_Verilen Metin_

**********

Bunun baş kriteri de kulüplerin bütçesi...
Kulüp genel bütçesinin belli bir oranına kadar borç yapabilirsin. Onun üstünde borcun varsa sahaya çıkıp maç oynayamazsın. Federasyon bu kulüp lisansının üstüne gitse, birinci ligde oynayacak takım bulamazsın. Ne Beşiktaş oynayabilir, ne Fener oynayabilir, ne Galatasaray oynayabilir.
Üstüne gitmedikleri için de Ankaragücü'nün 50 milyon borcu var ama Melih Gökçek, "Hadi sıkıysa gelip alın benden" diyebiliyor! 'Ankaragücü'nün nasıl 50 milyon borcu var, bu kulübün bütçesi ne, bu borçla oynayamaz. Hadi bir alt kümeye' diyemiyor federasyon!.. 'Almanya aynı durumdaki takımı, mevcut futbolcularını borcunu ödeyene kadar sat' dedi ve borcunu ödedikten sonra kalmasına onay verdi. 'Ama adamım kalmadı!' 'O senin sorunun. Gençlerle çıkar oynarsın.' Böyle olması lazım. Bizim bu kriterlerin altında imzamız da var. Ama kimsenin zerre kadar aldırış ettiği yok.
FENER MAÇLARINA GİDERDİM
_Beşiktaş'ın yeni transferleriyle birlikte 'Türk futbol tarihinin en değerli kadrosu' olduğu yönünde yorumlar çıkmaya başladı. Bu değerlendirmelere katılıyor musunuz?
"En değerli" derken fatura değeri üzerinden mi?
Ödenen fiyatları bilemiyoruz. Portekiz gazetelerinin yazdıklarını okudunuz değil mi?
_Evet... Bonservis bedellerinin daha yüksek olduğu yönünde haberler çıktı.
Türkiye'de bir devlete bildirilen sözleşmeler var, bir de gerçek, cepte duran sözleşmeler var. Bugüne kadar ki en pahalı takım Beşiktaş'ın mı değil mi, pek emin değiliz! İyi bir gazetecilik araştırması yapılması lazım.
En değerli takım da meydanda; 2000 yılının Galatasaray'ı... Hem aldığı kupalarla meydanda, hem de o 2000 yılının Galatasaray'ını seyretmek için herkes tribünlere, televizyonun başına koşardı.
Ben daha bu sene ne Quaresma'yı, ne de Guti'yi 'seyredeyim' diye heveslendiğimi hatırlamıyorum.
Zerre kadar heveslendiğimi hatırlamıyorum.

**********

_Veri Kesiti_
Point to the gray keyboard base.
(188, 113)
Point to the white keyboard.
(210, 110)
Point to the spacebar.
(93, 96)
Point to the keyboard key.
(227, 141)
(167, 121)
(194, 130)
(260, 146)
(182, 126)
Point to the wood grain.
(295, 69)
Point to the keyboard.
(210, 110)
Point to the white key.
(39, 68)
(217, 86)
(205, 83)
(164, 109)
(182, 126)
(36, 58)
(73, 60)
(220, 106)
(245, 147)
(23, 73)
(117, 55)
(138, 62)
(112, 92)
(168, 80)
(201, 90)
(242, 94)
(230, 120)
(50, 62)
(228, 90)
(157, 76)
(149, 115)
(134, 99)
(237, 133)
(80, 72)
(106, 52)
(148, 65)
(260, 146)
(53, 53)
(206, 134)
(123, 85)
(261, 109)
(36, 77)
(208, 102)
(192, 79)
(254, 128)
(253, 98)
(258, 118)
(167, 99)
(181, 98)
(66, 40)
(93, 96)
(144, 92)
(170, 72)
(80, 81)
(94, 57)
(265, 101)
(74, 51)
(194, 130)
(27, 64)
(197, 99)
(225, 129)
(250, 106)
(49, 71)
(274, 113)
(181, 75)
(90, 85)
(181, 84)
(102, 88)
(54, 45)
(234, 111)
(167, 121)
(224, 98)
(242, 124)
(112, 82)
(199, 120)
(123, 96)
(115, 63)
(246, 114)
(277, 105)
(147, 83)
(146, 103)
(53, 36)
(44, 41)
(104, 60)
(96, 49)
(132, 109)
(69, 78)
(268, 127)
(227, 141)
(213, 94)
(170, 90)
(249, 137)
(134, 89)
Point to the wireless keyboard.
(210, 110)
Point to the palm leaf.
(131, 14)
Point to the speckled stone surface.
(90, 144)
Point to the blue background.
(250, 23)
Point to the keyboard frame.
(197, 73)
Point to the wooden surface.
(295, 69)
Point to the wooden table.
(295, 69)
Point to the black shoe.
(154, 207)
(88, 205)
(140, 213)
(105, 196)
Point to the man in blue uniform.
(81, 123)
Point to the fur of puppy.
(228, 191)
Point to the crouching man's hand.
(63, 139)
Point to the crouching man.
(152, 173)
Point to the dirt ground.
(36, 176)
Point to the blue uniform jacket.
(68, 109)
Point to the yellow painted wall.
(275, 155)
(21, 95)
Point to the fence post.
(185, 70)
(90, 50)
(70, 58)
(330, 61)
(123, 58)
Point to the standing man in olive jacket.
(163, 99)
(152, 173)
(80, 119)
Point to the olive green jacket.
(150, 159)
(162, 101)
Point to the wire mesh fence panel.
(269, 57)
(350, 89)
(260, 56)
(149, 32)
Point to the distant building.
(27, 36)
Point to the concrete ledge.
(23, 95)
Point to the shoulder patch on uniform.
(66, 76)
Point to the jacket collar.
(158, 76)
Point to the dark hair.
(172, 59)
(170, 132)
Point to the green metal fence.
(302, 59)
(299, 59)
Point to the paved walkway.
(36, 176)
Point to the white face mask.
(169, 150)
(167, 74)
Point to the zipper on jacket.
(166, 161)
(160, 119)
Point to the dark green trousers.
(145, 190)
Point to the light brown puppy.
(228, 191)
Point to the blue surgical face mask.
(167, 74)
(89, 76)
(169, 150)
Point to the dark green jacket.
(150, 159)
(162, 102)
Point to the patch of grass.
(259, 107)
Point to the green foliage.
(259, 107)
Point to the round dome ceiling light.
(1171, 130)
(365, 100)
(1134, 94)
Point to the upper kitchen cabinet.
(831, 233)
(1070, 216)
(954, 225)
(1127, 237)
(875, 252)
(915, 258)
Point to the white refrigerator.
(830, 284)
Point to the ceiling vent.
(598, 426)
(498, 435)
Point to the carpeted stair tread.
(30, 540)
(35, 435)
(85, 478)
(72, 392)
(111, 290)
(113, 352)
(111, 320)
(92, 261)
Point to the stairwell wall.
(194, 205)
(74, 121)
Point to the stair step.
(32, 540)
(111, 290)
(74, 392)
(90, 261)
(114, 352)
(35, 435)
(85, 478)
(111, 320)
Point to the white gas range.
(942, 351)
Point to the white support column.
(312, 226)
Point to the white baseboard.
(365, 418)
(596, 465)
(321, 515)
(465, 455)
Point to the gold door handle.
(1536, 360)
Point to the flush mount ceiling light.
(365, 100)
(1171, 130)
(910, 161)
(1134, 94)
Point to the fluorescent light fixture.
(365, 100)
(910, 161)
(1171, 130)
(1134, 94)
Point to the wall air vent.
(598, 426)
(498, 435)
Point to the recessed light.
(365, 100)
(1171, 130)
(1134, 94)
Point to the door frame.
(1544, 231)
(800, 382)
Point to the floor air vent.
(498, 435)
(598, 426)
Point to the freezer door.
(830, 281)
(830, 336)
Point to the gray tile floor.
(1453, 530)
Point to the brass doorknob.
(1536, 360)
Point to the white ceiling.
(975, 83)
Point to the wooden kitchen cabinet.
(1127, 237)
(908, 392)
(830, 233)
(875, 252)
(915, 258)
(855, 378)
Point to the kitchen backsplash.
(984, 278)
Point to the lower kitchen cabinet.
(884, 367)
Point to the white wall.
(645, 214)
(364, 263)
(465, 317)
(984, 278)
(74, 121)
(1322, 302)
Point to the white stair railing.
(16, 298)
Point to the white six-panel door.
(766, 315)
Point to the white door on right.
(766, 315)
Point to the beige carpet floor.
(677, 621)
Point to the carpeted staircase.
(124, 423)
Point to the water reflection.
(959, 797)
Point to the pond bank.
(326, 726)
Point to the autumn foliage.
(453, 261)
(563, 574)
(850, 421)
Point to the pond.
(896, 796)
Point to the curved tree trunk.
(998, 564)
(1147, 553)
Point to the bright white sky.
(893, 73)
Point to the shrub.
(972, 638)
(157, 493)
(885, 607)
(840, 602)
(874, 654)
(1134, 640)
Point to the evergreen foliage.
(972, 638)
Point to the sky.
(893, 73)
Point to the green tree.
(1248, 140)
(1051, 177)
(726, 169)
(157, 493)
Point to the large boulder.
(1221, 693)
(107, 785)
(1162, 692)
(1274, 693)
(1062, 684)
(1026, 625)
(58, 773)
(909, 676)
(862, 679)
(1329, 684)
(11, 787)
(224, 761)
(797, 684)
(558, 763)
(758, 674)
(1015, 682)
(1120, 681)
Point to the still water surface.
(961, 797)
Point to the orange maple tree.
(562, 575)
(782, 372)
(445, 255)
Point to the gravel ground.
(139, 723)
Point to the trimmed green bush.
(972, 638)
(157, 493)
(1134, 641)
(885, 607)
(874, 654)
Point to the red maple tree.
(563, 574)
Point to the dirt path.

**********

_Görev Yönergesi_
Futbolla ilgili metni, "Türkiye'de bir devlete" sözlerini içeren yerden başlatıp "araştırması yapılması lazım." sözlerinden sonra bitirerek yeniden yazın. Bu bölümde "Beşiktaş'ın" adını "Galatasaray'ın" olarak değiştirin.

_Yazılı Yanıt_
Türkiye'de bir devlete bildirilen sözleşmeler var, bir de gerçek, cepte duran sözleşmeler var. Bugüne kadar ki en pahalı takım Galatasaray'ın mı değil mi, pek emin değiliz! İyi bir gazetecilik araştırması yapılması lazım.